*Task instructions:* Of all the entries below, retype only the lines from the one with "x=1430, y=94" through the one with "x=538, y=188", exactly as they appear.

------ Information shown

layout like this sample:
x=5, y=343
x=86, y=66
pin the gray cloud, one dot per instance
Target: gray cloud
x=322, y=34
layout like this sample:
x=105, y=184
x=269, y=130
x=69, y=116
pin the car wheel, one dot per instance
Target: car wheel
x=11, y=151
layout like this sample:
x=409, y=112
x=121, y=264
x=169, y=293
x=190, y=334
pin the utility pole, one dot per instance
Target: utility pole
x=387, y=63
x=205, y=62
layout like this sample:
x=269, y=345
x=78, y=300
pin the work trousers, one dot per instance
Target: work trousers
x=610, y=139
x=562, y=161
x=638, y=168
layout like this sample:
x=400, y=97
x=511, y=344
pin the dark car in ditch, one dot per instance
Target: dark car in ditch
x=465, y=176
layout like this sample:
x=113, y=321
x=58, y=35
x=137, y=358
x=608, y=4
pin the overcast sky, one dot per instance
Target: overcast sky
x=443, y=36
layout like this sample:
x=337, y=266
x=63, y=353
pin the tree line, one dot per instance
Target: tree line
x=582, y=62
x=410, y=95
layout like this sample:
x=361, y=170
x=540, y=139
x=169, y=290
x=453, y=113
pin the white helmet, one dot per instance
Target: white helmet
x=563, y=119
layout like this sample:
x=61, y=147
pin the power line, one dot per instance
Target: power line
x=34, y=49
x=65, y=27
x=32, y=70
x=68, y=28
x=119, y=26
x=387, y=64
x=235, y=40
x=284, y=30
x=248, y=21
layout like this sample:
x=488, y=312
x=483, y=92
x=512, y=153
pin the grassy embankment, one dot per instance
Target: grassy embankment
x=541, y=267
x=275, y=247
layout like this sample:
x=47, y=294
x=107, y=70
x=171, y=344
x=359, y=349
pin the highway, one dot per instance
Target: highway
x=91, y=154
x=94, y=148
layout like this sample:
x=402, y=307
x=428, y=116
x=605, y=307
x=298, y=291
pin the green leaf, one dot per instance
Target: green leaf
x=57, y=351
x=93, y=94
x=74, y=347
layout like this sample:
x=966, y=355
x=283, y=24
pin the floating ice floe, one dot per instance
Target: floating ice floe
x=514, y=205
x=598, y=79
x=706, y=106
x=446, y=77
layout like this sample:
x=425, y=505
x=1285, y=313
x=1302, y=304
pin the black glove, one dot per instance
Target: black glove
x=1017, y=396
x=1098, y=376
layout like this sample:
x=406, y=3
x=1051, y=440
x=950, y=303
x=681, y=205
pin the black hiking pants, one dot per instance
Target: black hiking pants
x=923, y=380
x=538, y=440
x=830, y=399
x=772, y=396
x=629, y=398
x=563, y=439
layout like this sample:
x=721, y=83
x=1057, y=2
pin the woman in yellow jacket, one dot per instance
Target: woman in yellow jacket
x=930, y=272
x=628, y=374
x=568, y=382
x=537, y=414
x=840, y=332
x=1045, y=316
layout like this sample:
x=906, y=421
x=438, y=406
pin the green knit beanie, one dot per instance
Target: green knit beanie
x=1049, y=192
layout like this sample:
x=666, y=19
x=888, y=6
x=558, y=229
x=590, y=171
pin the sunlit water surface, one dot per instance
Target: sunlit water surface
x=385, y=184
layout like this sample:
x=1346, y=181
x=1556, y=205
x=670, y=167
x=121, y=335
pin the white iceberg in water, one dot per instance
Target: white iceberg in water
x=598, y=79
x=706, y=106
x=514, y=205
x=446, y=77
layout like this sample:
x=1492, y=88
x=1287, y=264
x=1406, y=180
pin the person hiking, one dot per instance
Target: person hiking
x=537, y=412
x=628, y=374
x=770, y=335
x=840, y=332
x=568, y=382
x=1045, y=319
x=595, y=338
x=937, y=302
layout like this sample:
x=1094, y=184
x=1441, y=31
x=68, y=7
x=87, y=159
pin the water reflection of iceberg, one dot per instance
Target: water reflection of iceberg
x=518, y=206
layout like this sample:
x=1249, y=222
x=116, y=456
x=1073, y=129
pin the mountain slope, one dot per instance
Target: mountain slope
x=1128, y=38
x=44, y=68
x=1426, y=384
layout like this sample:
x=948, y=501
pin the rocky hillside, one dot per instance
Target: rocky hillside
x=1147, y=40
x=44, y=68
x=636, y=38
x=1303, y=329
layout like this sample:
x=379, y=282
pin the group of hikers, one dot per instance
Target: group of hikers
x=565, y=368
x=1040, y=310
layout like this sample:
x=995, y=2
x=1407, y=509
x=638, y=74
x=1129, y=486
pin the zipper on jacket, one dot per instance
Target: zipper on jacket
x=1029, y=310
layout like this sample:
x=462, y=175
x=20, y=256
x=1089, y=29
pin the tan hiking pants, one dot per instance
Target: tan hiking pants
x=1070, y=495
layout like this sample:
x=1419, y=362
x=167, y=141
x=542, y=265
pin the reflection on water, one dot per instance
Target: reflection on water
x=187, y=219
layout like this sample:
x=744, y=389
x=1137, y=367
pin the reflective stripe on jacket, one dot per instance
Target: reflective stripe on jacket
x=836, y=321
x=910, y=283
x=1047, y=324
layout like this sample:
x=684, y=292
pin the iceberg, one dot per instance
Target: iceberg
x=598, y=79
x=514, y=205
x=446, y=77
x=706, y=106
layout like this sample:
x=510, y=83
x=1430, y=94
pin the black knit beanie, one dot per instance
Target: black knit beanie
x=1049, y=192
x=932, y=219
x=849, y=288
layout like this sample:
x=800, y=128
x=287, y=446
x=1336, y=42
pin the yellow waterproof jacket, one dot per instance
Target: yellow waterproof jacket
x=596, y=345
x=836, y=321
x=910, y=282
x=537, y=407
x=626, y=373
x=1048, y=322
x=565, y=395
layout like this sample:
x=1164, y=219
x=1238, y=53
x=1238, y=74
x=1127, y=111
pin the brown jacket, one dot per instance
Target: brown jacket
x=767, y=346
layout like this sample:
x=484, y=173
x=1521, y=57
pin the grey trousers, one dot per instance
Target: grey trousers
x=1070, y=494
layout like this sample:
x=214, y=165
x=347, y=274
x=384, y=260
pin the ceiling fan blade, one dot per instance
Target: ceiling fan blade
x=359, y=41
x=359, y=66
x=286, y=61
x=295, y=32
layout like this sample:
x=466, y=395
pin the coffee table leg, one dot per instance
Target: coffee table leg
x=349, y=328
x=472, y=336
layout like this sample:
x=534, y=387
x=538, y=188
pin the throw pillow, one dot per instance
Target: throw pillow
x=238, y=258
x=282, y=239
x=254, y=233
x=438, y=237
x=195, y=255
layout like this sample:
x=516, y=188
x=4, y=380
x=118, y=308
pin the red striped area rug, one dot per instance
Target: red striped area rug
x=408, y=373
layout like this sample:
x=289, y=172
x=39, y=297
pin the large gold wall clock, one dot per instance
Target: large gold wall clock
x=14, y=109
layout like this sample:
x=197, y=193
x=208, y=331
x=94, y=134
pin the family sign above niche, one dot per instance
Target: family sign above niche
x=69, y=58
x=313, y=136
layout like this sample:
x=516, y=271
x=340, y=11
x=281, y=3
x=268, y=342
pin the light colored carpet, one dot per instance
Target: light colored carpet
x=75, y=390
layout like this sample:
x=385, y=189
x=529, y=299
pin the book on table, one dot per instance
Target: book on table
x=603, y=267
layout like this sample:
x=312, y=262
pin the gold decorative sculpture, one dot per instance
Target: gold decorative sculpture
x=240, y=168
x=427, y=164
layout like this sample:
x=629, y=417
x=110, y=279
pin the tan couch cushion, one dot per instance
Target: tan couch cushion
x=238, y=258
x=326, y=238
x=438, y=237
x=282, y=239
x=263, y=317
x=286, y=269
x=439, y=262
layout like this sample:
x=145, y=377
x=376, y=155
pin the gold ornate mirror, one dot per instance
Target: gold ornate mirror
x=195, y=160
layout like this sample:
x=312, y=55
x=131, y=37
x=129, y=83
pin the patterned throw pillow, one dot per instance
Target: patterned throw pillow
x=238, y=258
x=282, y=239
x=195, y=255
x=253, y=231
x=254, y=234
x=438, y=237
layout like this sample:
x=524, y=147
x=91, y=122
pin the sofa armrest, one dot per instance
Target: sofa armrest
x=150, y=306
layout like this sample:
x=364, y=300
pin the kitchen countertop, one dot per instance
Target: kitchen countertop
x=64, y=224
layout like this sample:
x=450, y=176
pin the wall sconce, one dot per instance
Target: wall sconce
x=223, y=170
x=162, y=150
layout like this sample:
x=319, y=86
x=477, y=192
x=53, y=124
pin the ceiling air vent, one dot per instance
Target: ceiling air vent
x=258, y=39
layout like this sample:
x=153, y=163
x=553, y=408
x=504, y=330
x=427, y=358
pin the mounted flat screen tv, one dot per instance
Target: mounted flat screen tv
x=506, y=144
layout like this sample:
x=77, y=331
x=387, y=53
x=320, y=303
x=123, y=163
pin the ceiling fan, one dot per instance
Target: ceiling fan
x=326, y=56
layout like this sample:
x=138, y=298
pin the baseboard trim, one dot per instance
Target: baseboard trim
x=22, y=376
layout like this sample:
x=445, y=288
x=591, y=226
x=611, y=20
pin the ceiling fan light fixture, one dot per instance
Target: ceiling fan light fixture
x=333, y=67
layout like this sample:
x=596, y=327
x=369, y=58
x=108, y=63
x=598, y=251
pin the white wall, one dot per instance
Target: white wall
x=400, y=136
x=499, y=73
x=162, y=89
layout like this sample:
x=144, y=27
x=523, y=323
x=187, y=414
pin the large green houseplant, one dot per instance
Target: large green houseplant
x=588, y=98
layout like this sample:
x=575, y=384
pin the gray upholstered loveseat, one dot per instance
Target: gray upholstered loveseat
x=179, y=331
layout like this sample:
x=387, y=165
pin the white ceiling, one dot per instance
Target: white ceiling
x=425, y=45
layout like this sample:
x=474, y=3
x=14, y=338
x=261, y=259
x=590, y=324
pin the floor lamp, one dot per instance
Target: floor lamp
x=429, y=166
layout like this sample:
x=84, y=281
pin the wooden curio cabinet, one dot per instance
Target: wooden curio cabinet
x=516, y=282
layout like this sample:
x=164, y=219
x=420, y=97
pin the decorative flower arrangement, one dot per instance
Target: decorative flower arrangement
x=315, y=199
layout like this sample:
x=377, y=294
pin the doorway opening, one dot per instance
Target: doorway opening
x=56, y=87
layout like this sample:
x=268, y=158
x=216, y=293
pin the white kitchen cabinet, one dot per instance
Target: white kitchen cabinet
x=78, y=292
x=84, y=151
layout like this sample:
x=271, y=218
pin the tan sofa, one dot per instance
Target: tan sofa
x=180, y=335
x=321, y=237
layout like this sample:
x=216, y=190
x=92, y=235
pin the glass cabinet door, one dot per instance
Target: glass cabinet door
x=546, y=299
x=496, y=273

------------

*Response to the task:*
x=1430, y=94
pin the black knit beanie, one dot per instance
Target: black knit beanie
x=1049, y=192
x=932, y=219
x=849, y=288
layout like this sample:
x=800, y=128
x=287, y=446
x=1336, y=42
pin the yellow waterproof jacket, one dot per instance
Target: yellow waterproof jacket
x=596, y=345
x=836, y=321
x=910, y=282
x=537, y=407
x=626, y=373
x=1048, y=322
x=565, y=395
layout like this sample:
x=1164, y=219
x=1238, y=53
x=1238, y=74
x=1127, y=111
pin the brown jacket, one dot per instance
Target: brown jacket
x=767, y=346
layout like this sample:
x=484, y=173
x=1521, y=57
pin the grey trousers, one dot per instance
Target: grey trousers
x=1070, y=494
layout like this sample:
x=214, y=165
x=347, y=274
x=384, y=260
pin the ceiling fan blade, one dot per instance
Target: ceiling fan blade
x=359, y=41
x=359, y=66
x=286, y=61
x=295, y=32
layout like this sample:
x=466, y=395
pin the coffee table leg, one dot per instance
Target: coffee table leg
x=349, y=328
x=472, y=336
layout like this sample:
x=534, y=387
x=538, y=188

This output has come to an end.